Begin
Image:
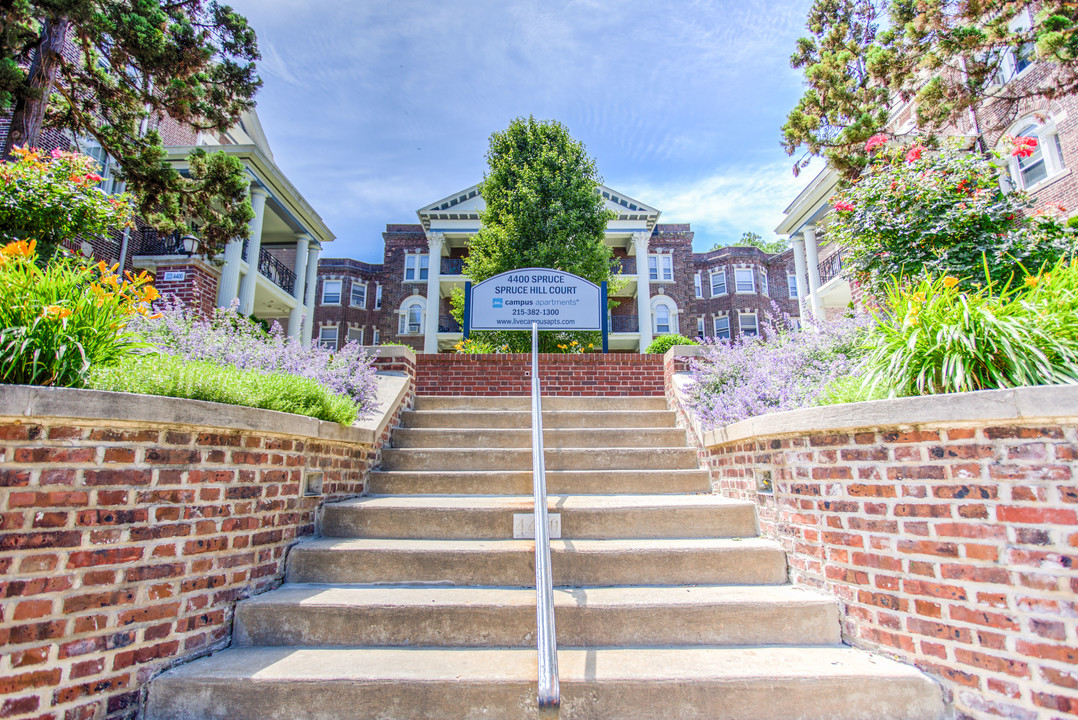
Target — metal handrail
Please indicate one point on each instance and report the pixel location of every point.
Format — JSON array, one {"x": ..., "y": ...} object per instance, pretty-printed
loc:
End
= TASK OBJECTIVE =
Please repeat the entries exactly. Do not include the pictures.

= ANSWER FOR THIS EXERCISE =
Image:
Target — metal handrail
Please indicate one point on each instance and report the pixel location of every point.
Format — JSON array, one {"x": ..., "y": ...} object per instance, pretty-printed
loc:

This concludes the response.